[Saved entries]
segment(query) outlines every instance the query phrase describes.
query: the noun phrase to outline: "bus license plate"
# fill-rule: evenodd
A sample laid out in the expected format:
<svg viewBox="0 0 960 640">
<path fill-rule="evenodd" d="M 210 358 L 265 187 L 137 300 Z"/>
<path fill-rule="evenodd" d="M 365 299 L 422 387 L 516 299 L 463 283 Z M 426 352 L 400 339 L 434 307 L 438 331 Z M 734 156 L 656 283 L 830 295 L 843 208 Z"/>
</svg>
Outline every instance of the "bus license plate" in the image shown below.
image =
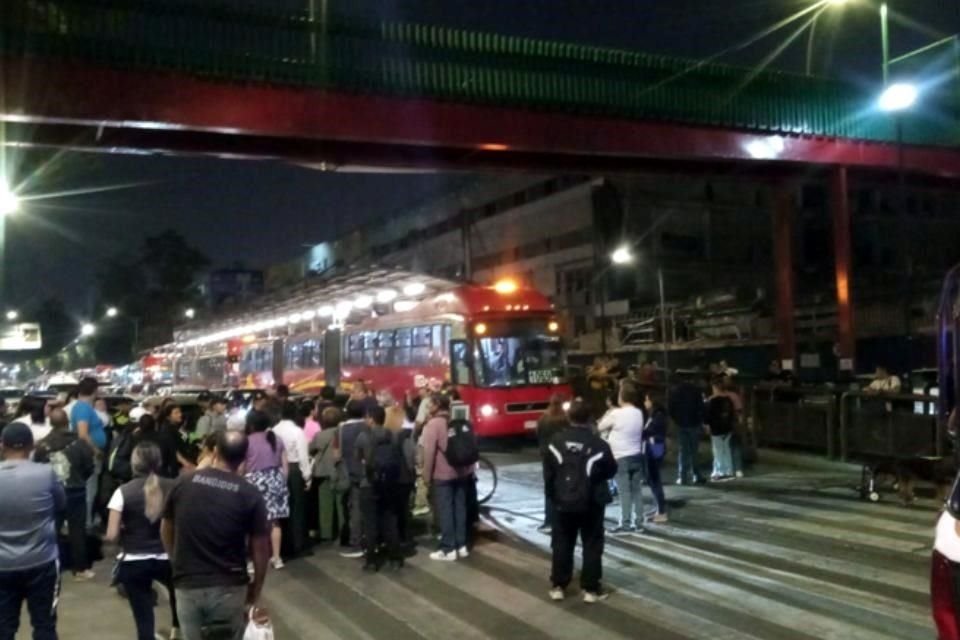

- **Requirement**:
Return, from the data, each line where the string "license" occurs.

- **Finished exercise**:
query: the noun phrase to outline: "bus license plate"
Outline every instance of the "bus license plate" in the image shown below.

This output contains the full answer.